Excerpt:
····················
You still seem confident that if you comply, you won't get harmed.  Maybe its your wording, I dont know.  You comply, and you can still get stabbed.  Either way, IMO, you're better off, again, IMO, fighting back.  How many times have we heard of cases where the victim fought back and survived?





> I don't know, but like many things, I will make a decision of that nature when the time comes, and hope I did it right.
> 
> Here's a story about a man who did it exactly right, in my opinion:
> 
> ...


 
And thats your opinion.  See, the BG had what he wanted, and now he had other intentions.  My thought...dont even let it get that far.  What if the guy was unable to fire?  He'd still have been shafted.  This is why I advocate fighting back from the get go.





> I agree that when he draws back, that is the time. I can't imagine I've said anything else.


 
Ok.





> Yes, that's the difference between us, I agree. My belief is that since fighting is always a life-and-death struggle when it is between adults and involves criminal activity, avoiding it is the wiser course if one has another option.


 
And likewise, I've said many times now that I try to avoid the bad stuff, talk my way out as well.  From across the room, the guy in the bar thats yelling at me for looking at his girl, can't really do anything to me. Sure, if he had a gun he could pull it and start shooting, but anything physical, he's too far.  Now he moves in on me.  Would you still try to talk him down? 





> The threat level is very different. One, I sleep on the second floor of my house, and I have no easy means of escape that does not put me at risk. Two, I have a family to protect, and they're not all in the same room with me. Three, I have weapons stashed around my house, and I can't risk that the bad guy has found one or more. Four, I am on my own terrain, and I'm familiar with it, and have trained on room clearing, fire lanes, and fire control inside my own house, because I'm a very paranoid man.


 
I sleep on the 2fl. as well.  Going by your past posts of talking your way out, complying, etc, I figured you'd try to talk here as well.  Hey, couldnt hurt right.  "I'll leave you to clean out the house, as long as you dont hurt me or the family."  And just because I as at the ATM doesnt mean that I'm free to run as well.  What happens if I can't run?
····················
Recorded data:
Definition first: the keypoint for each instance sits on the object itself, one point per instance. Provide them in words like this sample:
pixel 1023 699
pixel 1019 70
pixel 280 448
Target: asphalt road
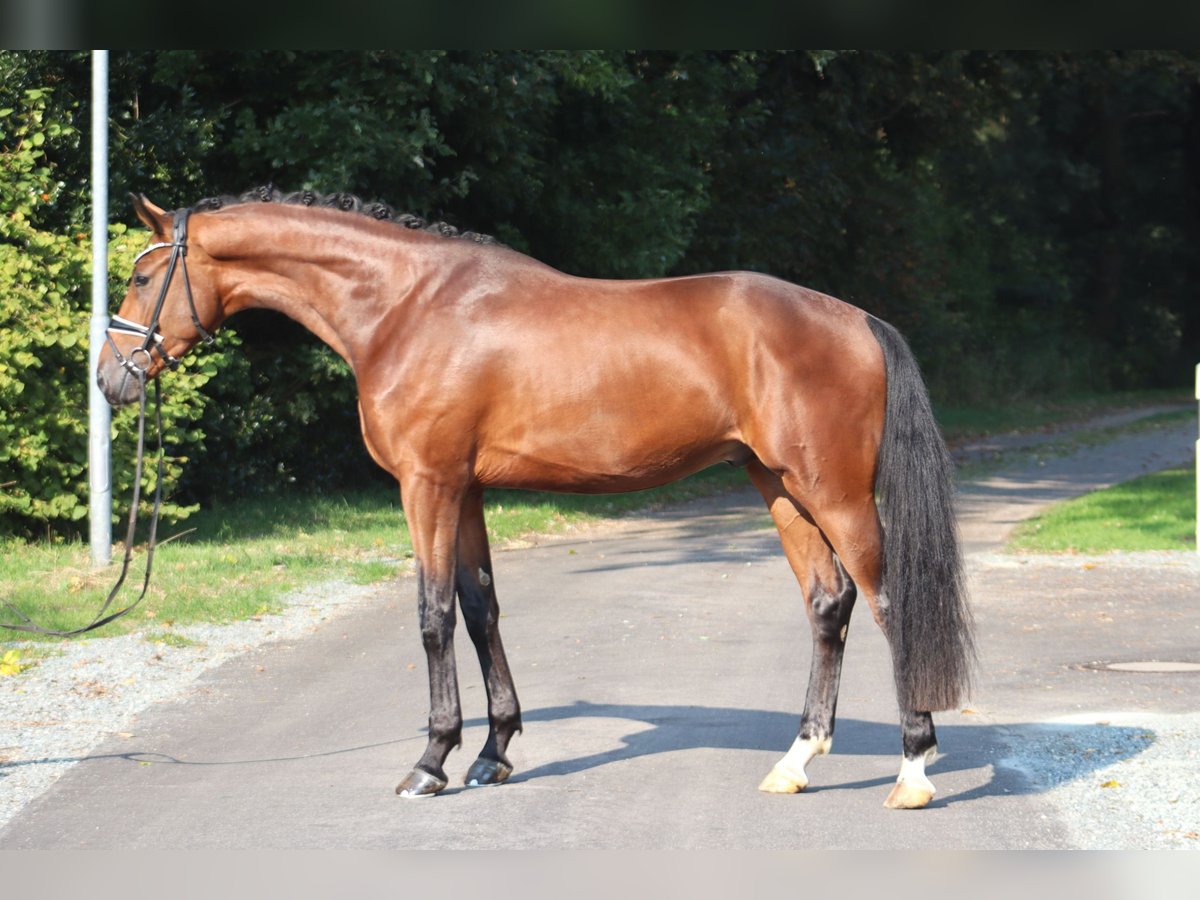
····················
Exercise instructions:
(A) In the self-defense thread, list the four reasons one poster gives for why the threat level at home is different.
(B) In the bar scenario in the self-defense thread, why is the man yelling at the writer?
(C) In the self-defense thread, why does one poster consider avoiding a fight the wiser course when another option exists?

Results by task:
(A)
- The poster sleeps on the second floor of the house and has no easy means of escape that does not put him at risk.
- He has a family to protect, and they are not all in the same room with him.
- He has weapons stashed around the house and can't risk that the bad guy has found one or more.
- He is on his own terrain, is familiar with it, and has trained on room clearing, fire lanes, and fire control inside his own house.

(B) He is yelling at the writer for looking at his girl.

(C) The poster believes that a fight between adults that involves criminal activity is always a life-and-death struggle. So when another option is available, avoiding the fight is wiser.